SOURCE PASSAGE |
┌────────
(204a) Process Design Optimization for Saccharina japonica Based Biorefinery: A Superstructure Based Approach

Dickson, R., Pukyong National University
Liu, J. J., Pukyong National University

In this study, we address the problem
of optimizing Saccharina japonica based biorefinery coproducing
bioethanol and protein rich solids. The proposed superstructure consists of
multiple design alternatives for feed pretreatment, solid processing, and
enzymes manufacturing. The goal was to find optimal plant design by formulating
robust techno-economic model i.e., net present value by considering mass and
energy balances, capital and manufacturing constraints. The resulting
superstructure optimization model was a mixed integer nonlinear programming
(MINLP) problem and implemented in GAMS to investigate two separate
optimization scenarios (maximize net present value and maximize yield). Separable
programming was used to efficiently compute the solution by approximating the
initial MINLP problem into a mixed integer linear programming (MILP) problem. The
results indicated that the production of bioethanol and protein rich solids
from Saccharina japonica is economically viable. The minimum ethanol
selling price (MESP) of $1.97/gal whereas the net present value of $61.5 million
was obtained for optimal design. Sensitivity analysis of MESP and yield was
performed to identify potential economics improvement. The developed framework can
be efficiently used to identify optimal processing pathway under different
objective functions.


This research was respectfully supported by
Engineering Development Research Center (EDRC) funded by the Ministry of Trade,
Industry & Energy (MOTIE). (No. N0000990).
└────────
EXERCISE INSTRUCTIONS |
1. In the Saccharina japonica abstract, what minimum ethanol selling price was obtained for the optimal design?
2. Print the part of the Saccharina japonica abstract starting at "This research was" and ending at "(MOTIE). (No. N0000990).".
The listing is unrelated to the Saccharina japonica abstract.

RECORDS PROVIDED |
┌────────
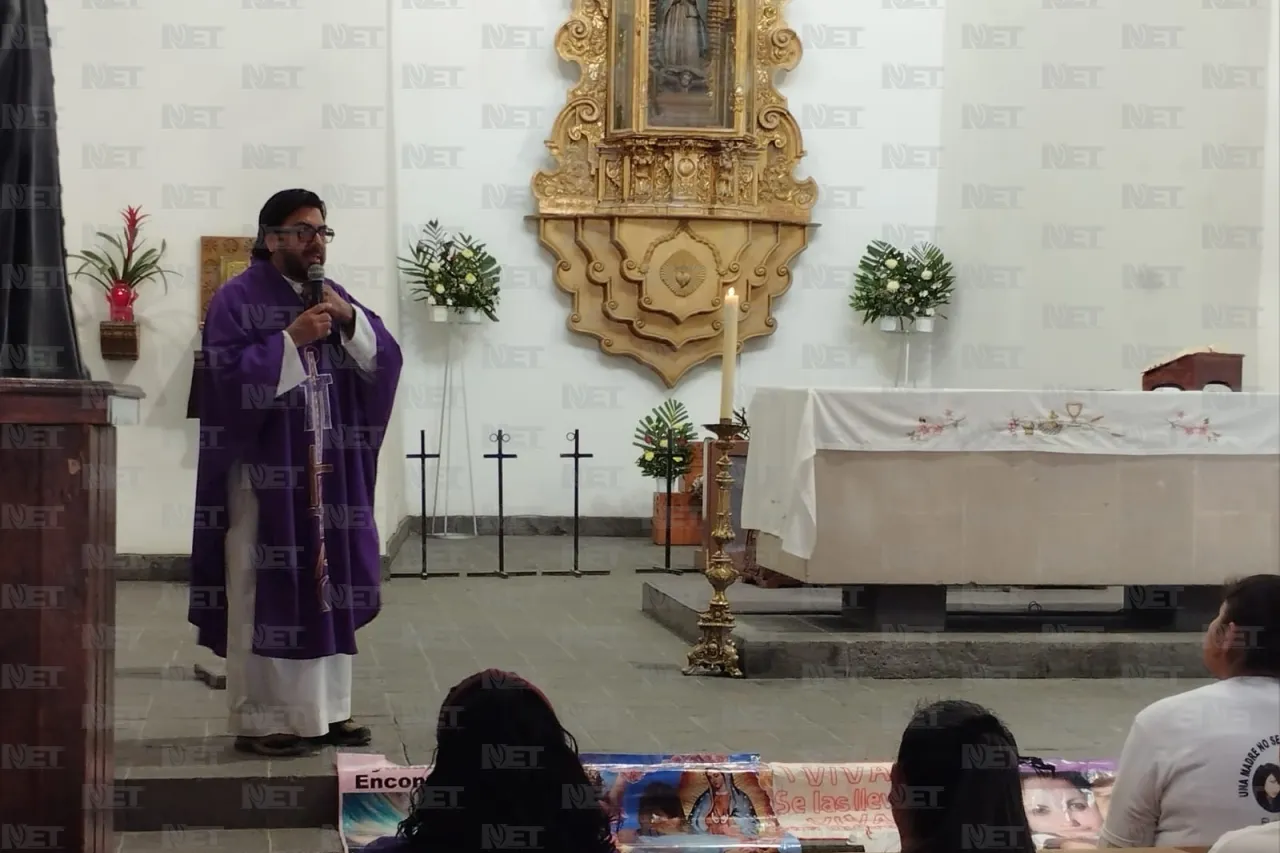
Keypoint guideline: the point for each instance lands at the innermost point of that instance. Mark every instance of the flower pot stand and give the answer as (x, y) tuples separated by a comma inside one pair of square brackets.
[(905, 329), (455, 397), (686, 520), (119, 341)]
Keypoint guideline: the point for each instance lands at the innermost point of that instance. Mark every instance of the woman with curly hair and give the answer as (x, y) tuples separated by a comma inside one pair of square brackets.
[(506, 774)]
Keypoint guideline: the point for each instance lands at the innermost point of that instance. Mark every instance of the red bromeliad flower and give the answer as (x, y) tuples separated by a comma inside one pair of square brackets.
[(133, 218), (122, 270)]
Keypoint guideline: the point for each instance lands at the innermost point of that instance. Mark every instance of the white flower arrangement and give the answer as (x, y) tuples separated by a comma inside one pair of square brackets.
[(452, 272), (892, 283)]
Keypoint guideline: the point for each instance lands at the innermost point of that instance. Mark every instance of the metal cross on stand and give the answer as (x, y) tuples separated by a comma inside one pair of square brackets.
[(667, 454), (421, 456), (501, 438), (577, 456)]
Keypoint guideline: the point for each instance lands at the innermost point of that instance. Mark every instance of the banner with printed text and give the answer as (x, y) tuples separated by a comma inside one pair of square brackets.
[(722, 803)]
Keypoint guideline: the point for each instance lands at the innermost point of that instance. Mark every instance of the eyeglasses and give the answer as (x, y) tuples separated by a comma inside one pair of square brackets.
[(1038, 766), (305, 233)]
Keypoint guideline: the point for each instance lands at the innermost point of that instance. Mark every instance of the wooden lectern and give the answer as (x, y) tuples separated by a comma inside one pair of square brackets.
[(58, 610), (1196, 370)]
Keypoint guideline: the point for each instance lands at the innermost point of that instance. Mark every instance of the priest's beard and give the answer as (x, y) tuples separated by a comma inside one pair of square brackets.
[(295, 264)]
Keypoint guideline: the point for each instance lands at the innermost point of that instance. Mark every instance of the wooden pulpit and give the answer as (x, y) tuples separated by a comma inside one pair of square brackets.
[(58, 610), (1197, 370)]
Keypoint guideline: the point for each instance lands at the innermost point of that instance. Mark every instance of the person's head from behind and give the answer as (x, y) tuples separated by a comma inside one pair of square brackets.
[(956, 785), (1266, 787), (659, 811), (1244, 639), (292, 232), (1061, 804), (504, 771)]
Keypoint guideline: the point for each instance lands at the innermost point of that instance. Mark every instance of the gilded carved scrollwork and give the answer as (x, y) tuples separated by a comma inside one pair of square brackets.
[(652, 211)]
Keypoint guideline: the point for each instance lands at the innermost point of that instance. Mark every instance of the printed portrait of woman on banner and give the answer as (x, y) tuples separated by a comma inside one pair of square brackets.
[(1061, 808)]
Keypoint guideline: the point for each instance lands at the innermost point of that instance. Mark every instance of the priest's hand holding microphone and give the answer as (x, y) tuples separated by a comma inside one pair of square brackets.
[(324, 306)]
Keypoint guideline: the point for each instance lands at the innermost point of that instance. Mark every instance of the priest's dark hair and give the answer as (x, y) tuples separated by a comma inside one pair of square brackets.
[(956, 784), (1253, 605), (504, 763), (279, 208)]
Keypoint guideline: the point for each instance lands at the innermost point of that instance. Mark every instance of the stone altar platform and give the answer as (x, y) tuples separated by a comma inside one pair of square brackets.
[(905, 492), (991, 634)]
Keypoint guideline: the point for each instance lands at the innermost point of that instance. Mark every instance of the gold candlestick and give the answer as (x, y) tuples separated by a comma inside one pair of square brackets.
[(716, 652)]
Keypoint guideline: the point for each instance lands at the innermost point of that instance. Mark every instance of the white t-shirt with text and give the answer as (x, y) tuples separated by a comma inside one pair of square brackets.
[(1198, 765)]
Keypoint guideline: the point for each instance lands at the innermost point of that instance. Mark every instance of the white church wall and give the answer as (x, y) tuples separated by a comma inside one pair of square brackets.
[(475, 95), (1269, 283), (1101, 187), (199, 112)]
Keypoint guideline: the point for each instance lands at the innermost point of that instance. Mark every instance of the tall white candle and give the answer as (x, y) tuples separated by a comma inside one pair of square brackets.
[(728, 359)]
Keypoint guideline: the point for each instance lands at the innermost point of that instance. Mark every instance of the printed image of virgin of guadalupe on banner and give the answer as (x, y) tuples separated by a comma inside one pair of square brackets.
[(746, 807), (722, 807)]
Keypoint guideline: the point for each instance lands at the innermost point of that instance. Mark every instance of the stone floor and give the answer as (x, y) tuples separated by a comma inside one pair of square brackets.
[(613, 675)]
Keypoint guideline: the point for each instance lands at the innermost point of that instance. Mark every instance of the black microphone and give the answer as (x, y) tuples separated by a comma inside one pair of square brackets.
[(315, 284)]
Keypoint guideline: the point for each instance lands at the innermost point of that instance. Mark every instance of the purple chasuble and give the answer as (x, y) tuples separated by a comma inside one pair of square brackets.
[(311, 457)]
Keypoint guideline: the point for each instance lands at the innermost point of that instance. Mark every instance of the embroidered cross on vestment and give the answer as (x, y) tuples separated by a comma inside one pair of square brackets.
[(319, 423)]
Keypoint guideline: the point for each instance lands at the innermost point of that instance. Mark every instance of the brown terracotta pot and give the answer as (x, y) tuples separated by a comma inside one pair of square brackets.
[(695, 468), (686, 519)]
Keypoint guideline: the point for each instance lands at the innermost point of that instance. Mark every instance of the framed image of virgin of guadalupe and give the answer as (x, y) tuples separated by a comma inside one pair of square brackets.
[(220, 259)]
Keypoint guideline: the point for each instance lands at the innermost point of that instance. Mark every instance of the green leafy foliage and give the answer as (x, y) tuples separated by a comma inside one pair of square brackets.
[(901, 284), (123, 260), (664, 439), (456, 272)]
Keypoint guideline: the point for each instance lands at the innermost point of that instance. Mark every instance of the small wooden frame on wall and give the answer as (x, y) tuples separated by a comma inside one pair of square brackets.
[(118, 341), (220, 259)]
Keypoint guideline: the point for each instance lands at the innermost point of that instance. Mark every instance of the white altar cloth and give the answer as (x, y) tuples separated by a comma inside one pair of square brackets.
[(791, 425)]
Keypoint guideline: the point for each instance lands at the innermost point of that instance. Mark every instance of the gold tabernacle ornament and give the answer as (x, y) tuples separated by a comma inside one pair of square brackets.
[(716, 652)]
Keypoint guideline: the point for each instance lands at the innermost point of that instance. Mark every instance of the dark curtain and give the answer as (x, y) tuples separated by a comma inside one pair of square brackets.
[(37, 325)]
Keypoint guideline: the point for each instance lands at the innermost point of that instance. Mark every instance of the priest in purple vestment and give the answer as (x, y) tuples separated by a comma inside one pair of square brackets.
[(284, 561)]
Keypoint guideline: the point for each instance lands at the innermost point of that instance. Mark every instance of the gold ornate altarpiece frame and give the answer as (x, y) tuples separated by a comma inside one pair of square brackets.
[(675, 176), (220, 259)]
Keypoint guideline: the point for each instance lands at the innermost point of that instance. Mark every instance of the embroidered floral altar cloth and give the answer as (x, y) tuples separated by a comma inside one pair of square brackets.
[(668, 803), (791, 425)]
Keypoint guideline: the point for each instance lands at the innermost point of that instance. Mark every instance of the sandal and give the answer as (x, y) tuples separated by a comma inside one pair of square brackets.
[(346, 734), (274, 746)]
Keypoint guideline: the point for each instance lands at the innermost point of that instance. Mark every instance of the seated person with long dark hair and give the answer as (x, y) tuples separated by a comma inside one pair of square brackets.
[(506, 774), (956, 783), (1191, 767)]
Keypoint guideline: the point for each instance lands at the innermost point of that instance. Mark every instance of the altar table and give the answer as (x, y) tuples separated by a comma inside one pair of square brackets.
[(913, 488)]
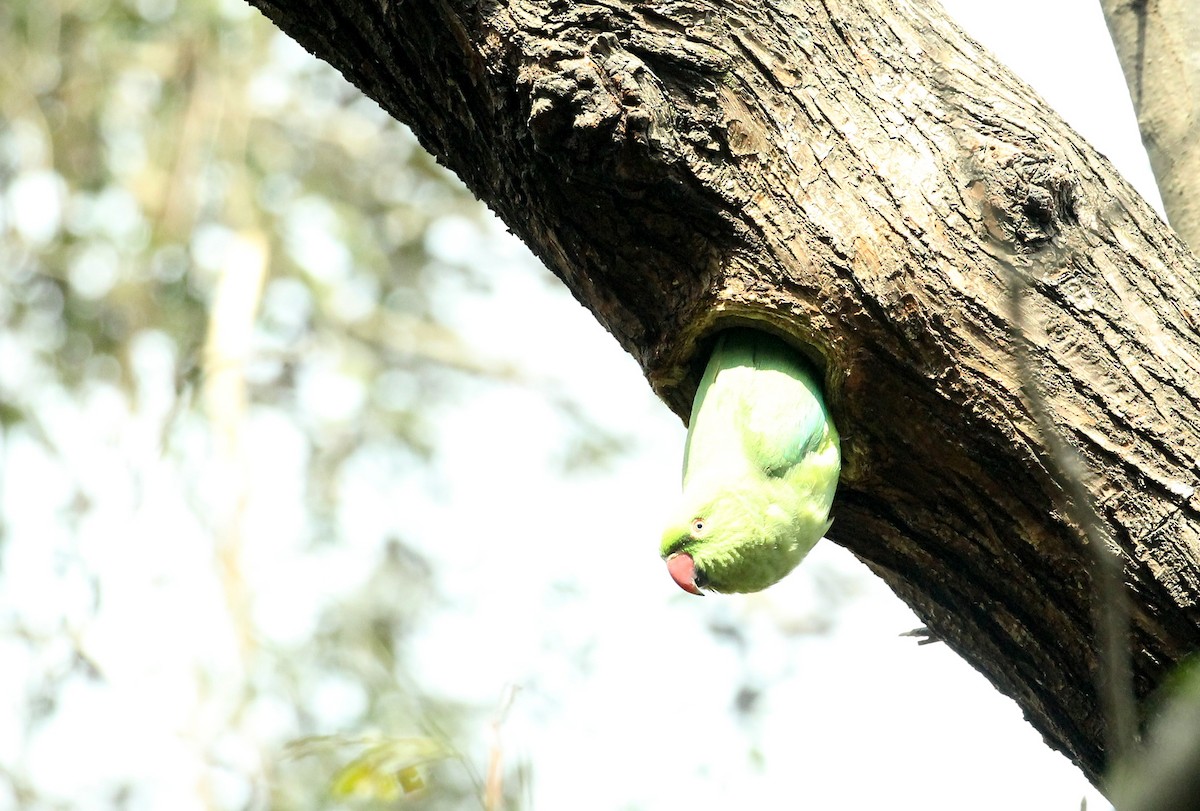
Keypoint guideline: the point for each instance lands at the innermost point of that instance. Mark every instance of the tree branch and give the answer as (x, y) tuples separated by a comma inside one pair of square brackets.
[(855, 175), (1158, 44)]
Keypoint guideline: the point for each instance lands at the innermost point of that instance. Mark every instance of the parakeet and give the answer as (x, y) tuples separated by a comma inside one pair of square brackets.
[(760, 468)]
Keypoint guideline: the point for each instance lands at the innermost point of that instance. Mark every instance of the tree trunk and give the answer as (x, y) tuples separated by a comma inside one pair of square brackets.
[(858, 176), (1158, 44)]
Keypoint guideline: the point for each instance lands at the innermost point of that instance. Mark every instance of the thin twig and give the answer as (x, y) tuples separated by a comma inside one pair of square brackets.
[(1115, 673)]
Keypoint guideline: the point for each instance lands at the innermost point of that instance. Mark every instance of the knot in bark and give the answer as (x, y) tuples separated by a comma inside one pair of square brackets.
[(605, 106), (1032, 196)]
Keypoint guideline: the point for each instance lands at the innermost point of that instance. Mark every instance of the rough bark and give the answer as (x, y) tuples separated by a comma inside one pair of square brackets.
[(1158, 44), (862, 178)]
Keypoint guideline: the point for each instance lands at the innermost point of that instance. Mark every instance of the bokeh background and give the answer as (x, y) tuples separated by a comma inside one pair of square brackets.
[(306, 463)]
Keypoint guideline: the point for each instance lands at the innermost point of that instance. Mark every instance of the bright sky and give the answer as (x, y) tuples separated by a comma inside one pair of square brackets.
[(552, 583)]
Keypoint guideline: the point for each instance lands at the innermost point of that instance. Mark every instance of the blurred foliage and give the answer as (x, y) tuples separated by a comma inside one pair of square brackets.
[(142, 144)]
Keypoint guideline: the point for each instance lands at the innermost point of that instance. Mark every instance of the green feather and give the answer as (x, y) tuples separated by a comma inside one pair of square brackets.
[(761, 466)]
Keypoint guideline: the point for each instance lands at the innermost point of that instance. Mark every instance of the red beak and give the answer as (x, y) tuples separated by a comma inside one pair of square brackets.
[(683, 571)]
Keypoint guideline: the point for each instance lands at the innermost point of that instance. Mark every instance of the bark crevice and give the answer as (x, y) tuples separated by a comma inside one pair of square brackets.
[(862, 179)]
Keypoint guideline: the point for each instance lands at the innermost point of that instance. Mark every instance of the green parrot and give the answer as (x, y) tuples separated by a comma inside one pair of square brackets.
[(760, 468)]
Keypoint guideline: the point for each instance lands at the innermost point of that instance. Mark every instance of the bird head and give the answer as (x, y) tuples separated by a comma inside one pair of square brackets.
[(733, 542)]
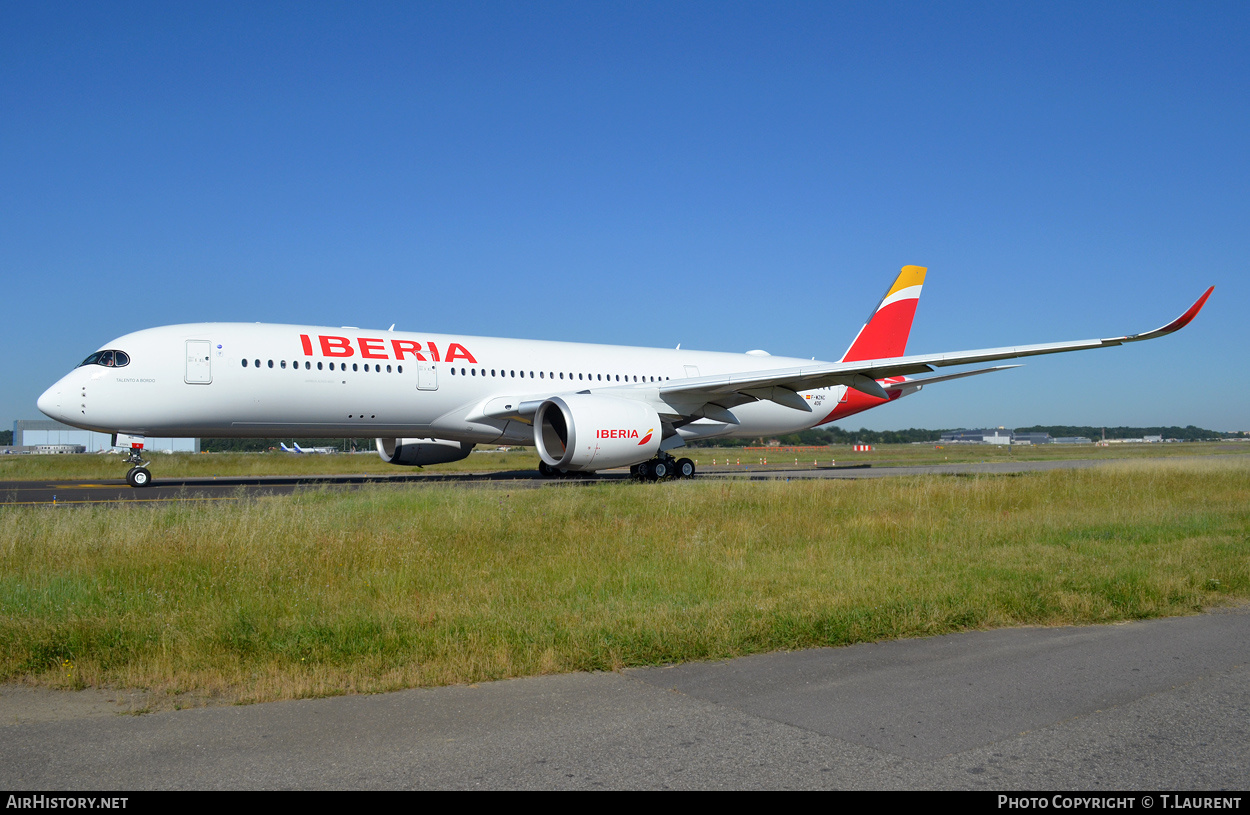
└────────
TASK-BY-TASK ANSWERS |
1. $1.97/gal

2.
This research was respectfully supported by
Engineering Development Research Center (EDRC) funded by the Ministry of Trade,
Industry & Energy (MOTIE). (No. N0000990).